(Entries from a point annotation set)

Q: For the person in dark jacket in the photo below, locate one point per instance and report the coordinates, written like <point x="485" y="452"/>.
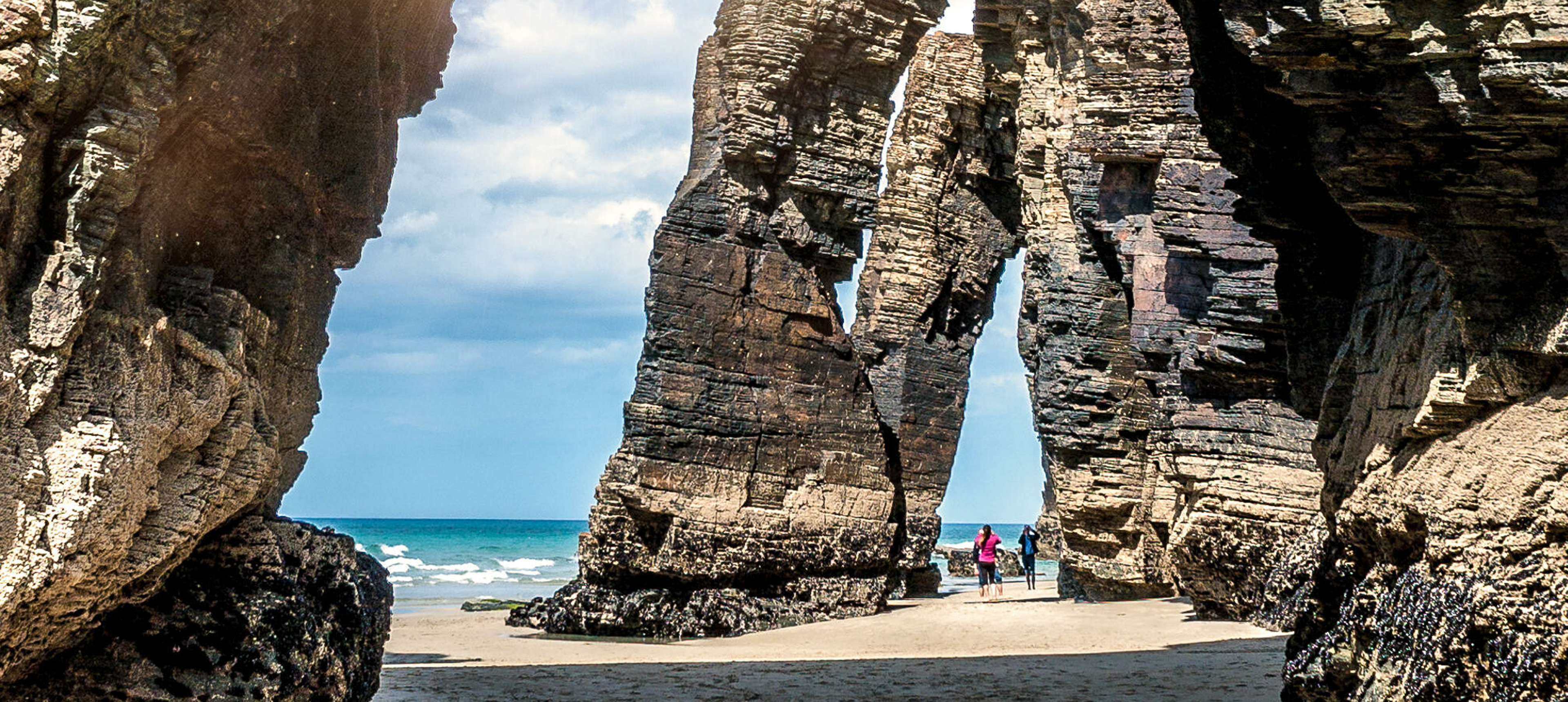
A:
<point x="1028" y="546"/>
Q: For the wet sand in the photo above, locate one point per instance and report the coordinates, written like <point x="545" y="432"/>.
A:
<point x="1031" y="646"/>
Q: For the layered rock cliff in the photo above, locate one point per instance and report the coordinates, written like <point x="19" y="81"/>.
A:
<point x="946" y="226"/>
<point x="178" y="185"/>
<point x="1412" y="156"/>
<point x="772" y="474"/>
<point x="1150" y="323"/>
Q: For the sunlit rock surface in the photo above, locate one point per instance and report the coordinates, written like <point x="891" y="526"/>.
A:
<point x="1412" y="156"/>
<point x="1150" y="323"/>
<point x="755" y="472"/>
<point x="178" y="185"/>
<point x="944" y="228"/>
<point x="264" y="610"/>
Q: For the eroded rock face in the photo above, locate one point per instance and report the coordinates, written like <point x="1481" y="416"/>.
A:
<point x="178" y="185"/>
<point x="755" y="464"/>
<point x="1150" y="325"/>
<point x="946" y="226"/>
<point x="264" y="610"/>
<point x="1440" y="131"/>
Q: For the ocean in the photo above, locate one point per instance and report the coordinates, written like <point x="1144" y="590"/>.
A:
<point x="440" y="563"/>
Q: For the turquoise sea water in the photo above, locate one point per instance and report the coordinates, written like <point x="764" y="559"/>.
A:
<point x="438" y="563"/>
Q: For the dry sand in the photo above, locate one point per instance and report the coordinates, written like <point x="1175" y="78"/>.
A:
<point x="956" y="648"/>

» **Exercise description**:
Can you reproduce word for word the records from the line containing "Q: For the wet" through the end of the records, including both ends?

» **Written solution**:
Q: For the wet sand in the photo above, locate one point per instance and report the coordinates, written like <point x="545" y="432"/>.
A:
<point x="1031" y="646"/>
Q: For the layered rock cliff in the photo above, locate one point per instance and report the coordinates, written like <point x="19" y="81"/>.
A:
<point x="946" y="226"/>
<point x="178" y="185"/>
<point x="1412" y="156"/>
<point x="772" y="474"/>
<point x="1150" y="323"/>
Q: For the sunlit rock surface in the photo above, locate one point per instance and report the coordinates, written like <point x="891" y="526"/>.
A:
<point x="1412" y="156"/>
<point x="1150" y="323"/>
<point x="755" y="472"/>
<point x="178" y="185"/>
<point x="944" y="228"/>
<point x="264" y="610"/>
Q: For the eroded rock face in the photo above, locate one point per instance and report the coordinates, written like <point x="1481" y="416"/>.
A:
<point x="178" y="185"/>
<point x="755" y="464"/>
<point x="1150" y="325"/>
<point x="946" y="226"/>
<point x="264" y="610"/>
<point x="1440" y="131"/>
Q: For the ocean in the photo above, locate one point per instance and report the coordinates, written like <point x="1144" y="590"/>.
A:
<point x="440" y="563"/>
Q: For the turquoise sea water in the photo above, locate one point per instance and report the coordinates, written like <point x="764" y="559"/>.
A:
<point x="438" y="563"/>
Q: For the dry sand in the photo above, locate one point per instance and report the coordinates, written like <point x="1175" y="78"/>.
A:
<point x="956" y="648"/>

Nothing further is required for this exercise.